■ **Stated goal a**
Please give the records again, starting at their first line and ending at the line containing "[(149, 110)]", swapping "vehicle front grille" for "car grille" and changing nothing else. Leave the pictures out.

Your jemalloc case is using 1564672 kB, this means you only have 764 hugepages. Since the RAM access patterns in the parent process are random, you only need ~1000 accesses to trigger multiple COW (copy-on-write) totaling most of the ~1.5GB. redis-benchmark simulates 50 clients by default and you use a pipelining factor of 4, so you have 200 in-flight requests at any one time. I am not familiar with how the redis server prioritizes the requests to be served, but if it is like most network servers it is not deterministic (whatever comes first from the network event loop). So while on average a request may wait for 200 other ones to be served, a small fraction of them will have to wait longer because of this non-deterministic factor. It is not unimaginable that some have to wait for 500, maybe 1000 other requests. Waiting for 1000 requests means waiting for a COW of most of the ~1.5GB which would take a few hundred milliseconds and would absolutely explain your latency spike.

On the other hand your malloc case is using 4kB pages. If a request has to wait for 1000 other in-flight requests to be executed, that means waiting for at most 1000 pages (4MB) to be COW'd, which would take on the order of 0.1-1.0 milliseconds. This is why the latency is much lower.

tl;dr: smaller pages (4kB vs 2MB) allow finer granularity of the COW mechanism, and lead to lower latencies.

antirez11y ago

This was my first thought as well, but actually this is not what is happening AFAIK, and the performance hit is likely due to inefficient huge page allocation. There are reasons I believe this, but I'm actually checking in a more systematic way right now before saying random things.

EDIT: you were exactly right. This is what happens, there are 50 clients in the benchmark, with many queued requests, so indeed since the benchmark is designed to touch all the keys evenly, what happens is that every client served in a given event loop cycle has a big chance to get a page fault. This seemed unrealistic to me, since I saw the spike in a single event-loop cycle, but it is how is working actually. Thanks!

■ **Stated goal b**
In the thread on Redis latency, what page size does the malloc case use?

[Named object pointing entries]
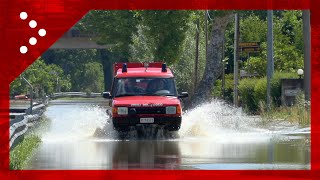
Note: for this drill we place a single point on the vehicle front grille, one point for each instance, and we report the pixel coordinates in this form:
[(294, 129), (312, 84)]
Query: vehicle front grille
[(149, 110)]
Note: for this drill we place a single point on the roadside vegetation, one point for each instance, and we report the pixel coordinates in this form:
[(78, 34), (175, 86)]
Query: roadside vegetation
[(170, 36), (21, 154)]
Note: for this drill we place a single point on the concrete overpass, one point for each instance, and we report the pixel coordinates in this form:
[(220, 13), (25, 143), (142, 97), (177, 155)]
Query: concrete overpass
[(74, 39)]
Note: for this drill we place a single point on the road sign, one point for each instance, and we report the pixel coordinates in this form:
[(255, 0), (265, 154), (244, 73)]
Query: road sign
[(249, 46)]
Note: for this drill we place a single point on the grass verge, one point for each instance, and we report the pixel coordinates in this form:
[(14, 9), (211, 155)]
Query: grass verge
[(298, 113), (21, 154)]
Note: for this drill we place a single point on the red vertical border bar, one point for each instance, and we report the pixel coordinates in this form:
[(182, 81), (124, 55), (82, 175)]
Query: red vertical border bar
[(62, 14), (315, 85)]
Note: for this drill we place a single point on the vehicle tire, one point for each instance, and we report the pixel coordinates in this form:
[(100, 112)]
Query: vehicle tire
[(173, 127)]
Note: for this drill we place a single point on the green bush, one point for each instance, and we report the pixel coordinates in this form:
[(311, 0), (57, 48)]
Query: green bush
[(246, 94), (276, 86), (228, 88), (260, 90)]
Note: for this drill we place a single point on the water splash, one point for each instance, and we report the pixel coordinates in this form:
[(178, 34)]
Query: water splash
[(69, 123), (215, 120)]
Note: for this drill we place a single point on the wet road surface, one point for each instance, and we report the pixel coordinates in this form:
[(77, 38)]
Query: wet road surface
[(212, 136)]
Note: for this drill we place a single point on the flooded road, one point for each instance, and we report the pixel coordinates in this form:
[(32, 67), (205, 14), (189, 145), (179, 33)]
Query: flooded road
[(212, 136)]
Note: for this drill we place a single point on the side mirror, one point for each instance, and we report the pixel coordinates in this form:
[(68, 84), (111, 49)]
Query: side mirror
[(183, 95), (106, 95)]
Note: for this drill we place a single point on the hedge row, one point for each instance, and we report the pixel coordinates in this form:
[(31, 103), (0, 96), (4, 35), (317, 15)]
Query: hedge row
[(252, 91)]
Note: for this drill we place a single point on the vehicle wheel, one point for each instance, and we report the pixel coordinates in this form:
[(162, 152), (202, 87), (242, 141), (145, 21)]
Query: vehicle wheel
[(173, 127)]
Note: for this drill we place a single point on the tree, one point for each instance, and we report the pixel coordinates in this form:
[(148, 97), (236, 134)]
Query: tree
[(44, 78), (288, 44), (213, 67), (165, 32)]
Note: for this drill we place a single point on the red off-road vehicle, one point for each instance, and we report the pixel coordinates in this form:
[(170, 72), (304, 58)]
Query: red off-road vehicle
[(143, 94)]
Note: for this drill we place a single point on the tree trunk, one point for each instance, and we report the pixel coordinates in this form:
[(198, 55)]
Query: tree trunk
[(213, 69), (107, 65)]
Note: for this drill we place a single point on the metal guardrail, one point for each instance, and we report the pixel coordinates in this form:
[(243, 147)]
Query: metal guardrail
[(75, 94), (22, 121)]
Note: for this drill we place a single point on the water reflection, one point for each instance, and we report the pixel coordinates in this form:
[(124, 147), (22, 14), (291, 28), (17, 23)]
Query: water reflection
[(68, 144)]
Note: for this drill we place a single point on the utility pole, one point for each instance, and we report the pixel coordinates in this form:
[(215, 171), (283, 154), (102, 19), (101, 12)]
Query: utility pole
[(235, 59), (223, 69), (31, 92), (206, 29), (270, 66), (307, 53), (197, 55)]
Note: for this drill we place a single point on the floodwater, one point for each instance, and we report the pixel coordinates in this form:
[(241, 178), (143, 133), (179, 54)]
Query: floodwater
[(213, 136)]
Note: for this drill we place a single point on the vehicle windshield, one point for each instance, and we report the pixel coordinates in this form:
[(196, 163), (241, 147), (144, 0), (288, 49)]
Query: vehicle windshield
[(144, 87)]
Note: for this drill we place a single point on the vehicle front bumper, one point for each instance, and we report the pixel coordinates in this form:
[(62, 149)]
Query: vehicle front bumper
[(133, 121)]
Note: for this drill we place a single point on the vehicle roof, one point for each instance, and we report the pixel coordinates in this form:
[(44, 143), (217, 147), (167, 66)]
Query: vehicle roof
[(142, 72)]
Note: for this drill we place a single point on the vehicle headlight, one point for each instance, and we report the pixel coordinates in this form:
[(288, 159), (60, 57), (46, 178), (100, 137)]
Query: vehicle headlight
[(171, 110), (122, 110)]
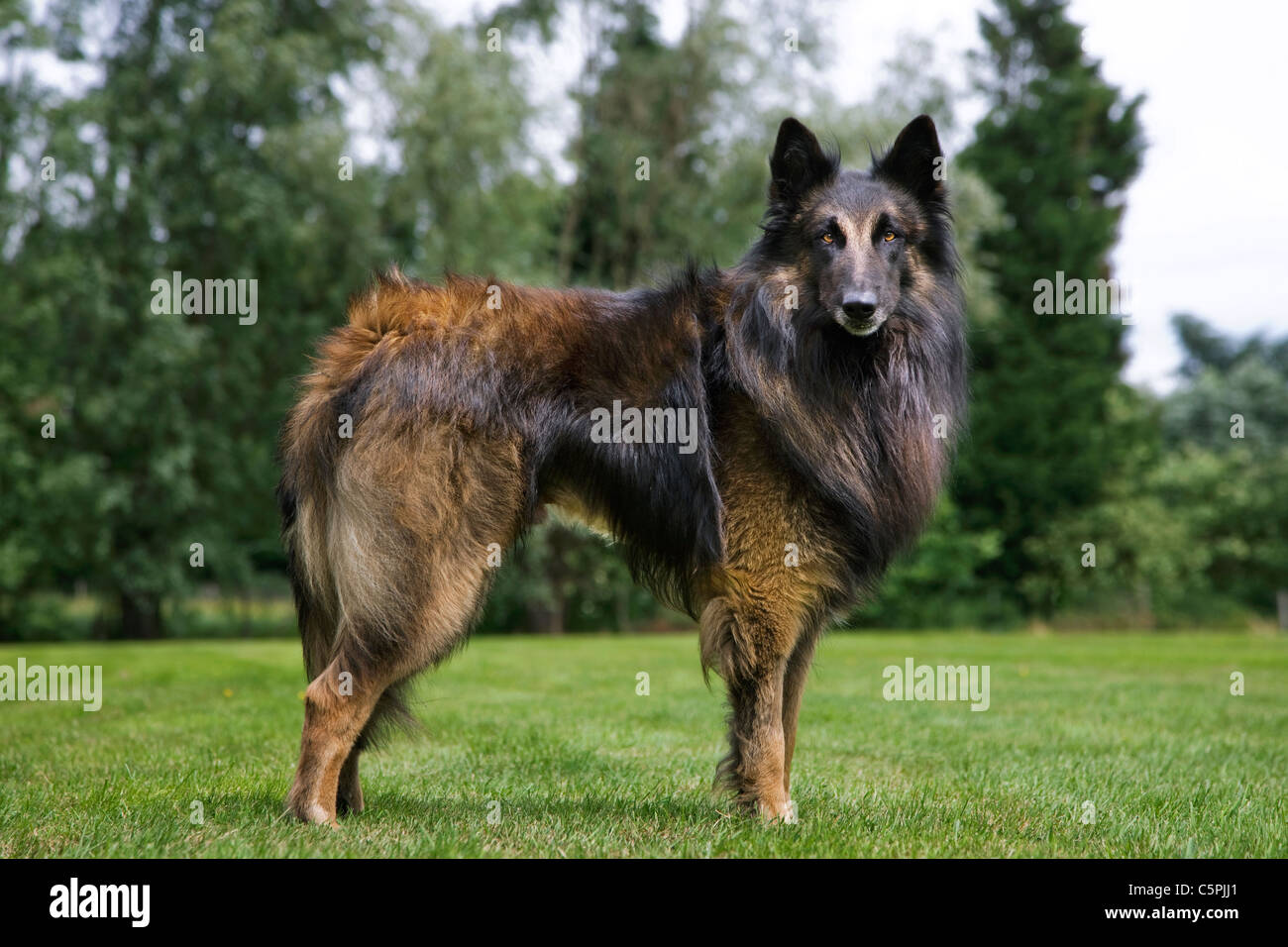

■ **Exercise output a**
Note: for this drill we place a single point on the car grille, one point for each instance, and we report the pixel coordinates in this form:
[(294, 129), (312, 84)]
Query: car grille
[(149, 110)]

■ **Exercise output b**
4kB pages.